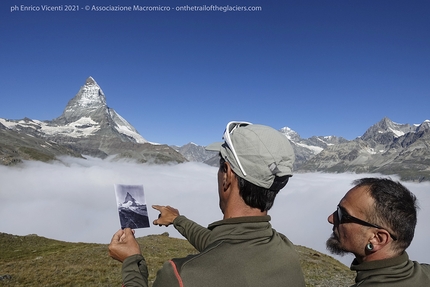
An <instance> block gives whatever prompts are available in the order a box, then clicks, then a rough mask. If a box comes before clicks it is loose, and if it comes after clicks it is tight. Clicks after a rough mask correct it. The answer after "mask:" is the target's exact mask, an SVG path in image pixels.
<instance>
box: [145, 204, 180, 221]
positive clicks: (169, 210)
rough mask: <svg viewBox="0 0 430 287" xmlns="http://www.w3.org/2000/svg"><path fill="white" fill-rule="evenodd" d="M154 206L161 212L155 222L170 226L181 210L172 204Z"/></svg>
mask: <svg viewBox="0 0 430 287" xmlns="http://www.w3.org/2000/svg"><path fill="white" fill-rule="evenodd" d="M152 208H154V209H156V210H158V211H159V212H160V214H159V215H158V219H156V220H154V222H153V224H154V225H159V226H162V225H164V226H169V225H170V224H172V223H173V220H175V218H176V217H178V216H179V211H178V210H177V209H176V208H173V207H171V206H162V205H153V206H152Z"/></svg>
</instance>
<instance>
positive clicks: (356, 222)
mask: <svg viewBox="0 0 430 287" xmlns="http://www.w3.org/2000/svg"><path fill="white" fill-rule="evenodd" d="M336 213H337V219H338V221H339V223H340V224H342V223H350V222H354V223H357V224H360V225H364V226H370V227H375V228H378V229H384V230H387V229H386V228H383V227H381V226H379V225H376V224H372V223H369V222H367V221H364V220H361V219H358V218H357V217H354V216H352V215H349V214H348V212H346V210H345V208H343V207H341V206H340V205H338V206H337V210H336ZM387 232H388V230H387ZM388 234H390V236H391V238H393V240H397V237H396V236H394V235H393V234H391V233H390V232H388Z"/></svg>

* _WHAT IS EXPECTED_
Show each line of the material above that contains the string "rough". Case counts.

* _ANSWER BELOW_
An <instance> block gives whatever prompts are available in the order a box, then clicks, then a rough mask. If a box comes before clicks it is loose, and if it comes after clicks it is tight. Clicks after a rough mask correct it. The answer after "mask:" is the target's exact mask, an SVG path in image pixels.
rough mask: <svg viewBox="0 0 430 287" xmlns="http://www.w3.org/2000/svg"><path fill="white" fill-rule="evenodd" d="M154 206L161 212L155 222L170 226L181 210L172 204Z"/></svg>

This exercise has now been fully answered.